═════ EXTRAIT SOURCE ═════
Ich bin der Welt abhanden gekommen [Je suis perdu pour le monde] : Mahler aspire ici à la dissolution dans «l’âme du monde» (Weltseele). Dans l’illusion d’un temps suspendu, le monologue intérieur s’amorce de façon hésitante. Si l’effusion s’épanche peu à peu, l’intimité du ton n’est jamais troublée par quelque éclat. Les instruments (notamment le cor anglais, alter ego de la voix) prolongent sa confidence à la fois sereine et mélancolique. L’au-delà représente l’asile ultime pour l’artiste qui en appelle à la fusion spirituelle de l’amour et de la musique, invoquant l’union du ciel («meinem Himmel»), de l’amour («meinem Lieben») et du chant («meinem Lied»).

– Hélène Cao


Le lied avec orchestre

En 1855, Liszt orchestre l’accompagnement pianistique de ses Lieder aus Schillers «Wilhelm Tell» : il s’agirait de la première incursion du lied dans le genre symphonique. Dans la perspective d’exécutions dans de grandes salles de concert, Hugo Wolf, Alexander Zemlinsky et Richard Strauss orchestrent eux aussi leurs parties de piano, qui se parent de nouvelles nuances et d’une matière plus ample.
═════
### CONSIGNE
Pouvez-vous reproduire à l'identique le passage de l'extrait sur le lied qui commence aux mots « Le lied avec » et s'arrête après « matière plus ample. » ? Les entrées ci-après ne sont pas nécessaires.
═════ ENTRÉES FOURNIES ═════
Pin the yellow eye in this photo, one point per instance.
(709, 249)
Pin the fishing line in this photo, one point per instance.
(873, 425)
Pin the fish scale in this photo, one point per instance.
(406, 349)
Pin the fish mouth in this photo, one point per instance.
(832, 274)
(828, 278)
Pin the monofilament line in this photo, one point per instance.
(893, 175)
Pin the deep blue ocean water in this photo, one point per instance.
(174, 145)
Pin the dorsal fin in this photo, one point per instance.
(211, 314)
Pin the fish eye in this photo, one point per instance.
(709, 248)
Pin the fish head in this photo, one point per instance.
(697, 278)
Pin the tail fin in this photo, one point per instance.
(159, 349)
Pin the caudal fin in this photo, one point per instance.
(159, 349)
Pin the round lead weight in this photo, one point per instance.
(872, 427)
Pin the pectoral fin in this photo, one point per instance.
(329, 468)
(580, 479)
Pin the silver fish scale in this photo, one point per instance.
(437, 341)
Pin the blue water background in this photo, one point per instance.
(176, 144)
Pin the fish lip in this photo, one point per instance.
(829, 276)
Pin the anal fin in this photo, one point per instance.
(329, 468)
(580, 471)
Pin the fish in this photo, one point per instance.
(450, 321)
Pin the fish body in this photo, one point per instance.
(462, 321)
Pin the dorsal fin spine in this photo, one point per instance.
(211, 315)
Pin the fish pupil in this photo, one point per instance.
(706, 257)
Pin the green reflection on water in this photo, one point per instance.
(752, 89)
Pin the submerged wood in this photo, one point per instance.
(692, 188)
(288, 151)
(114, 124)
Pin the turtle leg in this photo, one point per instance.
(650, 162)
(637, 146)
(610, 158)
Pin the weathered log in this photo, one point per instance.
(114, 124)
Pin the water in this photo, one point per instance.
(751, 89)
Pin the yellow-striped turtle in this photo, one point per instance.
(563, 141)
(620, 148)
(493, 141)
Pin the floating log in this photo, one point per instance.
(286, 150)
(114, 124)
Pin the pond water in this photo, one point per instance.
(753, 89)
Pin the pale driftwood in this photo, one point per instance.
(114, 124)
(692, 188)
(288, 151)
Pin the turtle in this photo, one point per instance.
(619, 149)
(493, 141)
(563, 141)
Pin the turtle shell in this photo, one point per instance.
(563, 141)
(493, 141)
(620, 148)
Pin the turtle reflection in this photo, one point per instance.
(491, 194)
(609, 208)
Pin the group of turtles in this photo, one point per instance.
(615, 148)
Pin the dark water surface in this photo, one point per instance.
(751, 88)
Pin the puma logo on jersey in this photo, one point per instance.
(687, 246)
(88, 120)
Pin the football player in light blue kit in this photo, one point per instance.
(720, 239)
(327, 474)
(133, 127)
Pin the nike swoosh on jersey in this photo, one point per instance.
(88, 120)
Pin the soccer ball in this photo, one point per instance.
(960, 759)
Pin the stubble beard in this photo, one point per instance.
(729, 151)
═════
### SOLUTION PROPOSÉE
Le lied avec orchestre

En 1855, Liszt orchestre l’accompagnement pianistique de ses Lieder aus Schillers «Wilhelm Tell» : il s’agirait de la première incursion du lied dans le genre symphonique. Dans la perspective d’exécutions dans de grandes salles de concert, Hugo Wolf, Alexander Zemlinsky et Richard Strauss orchestrent eux aussi leurs parties de piano, qui se parent de nouvelles nuances et d’une matière plus ample.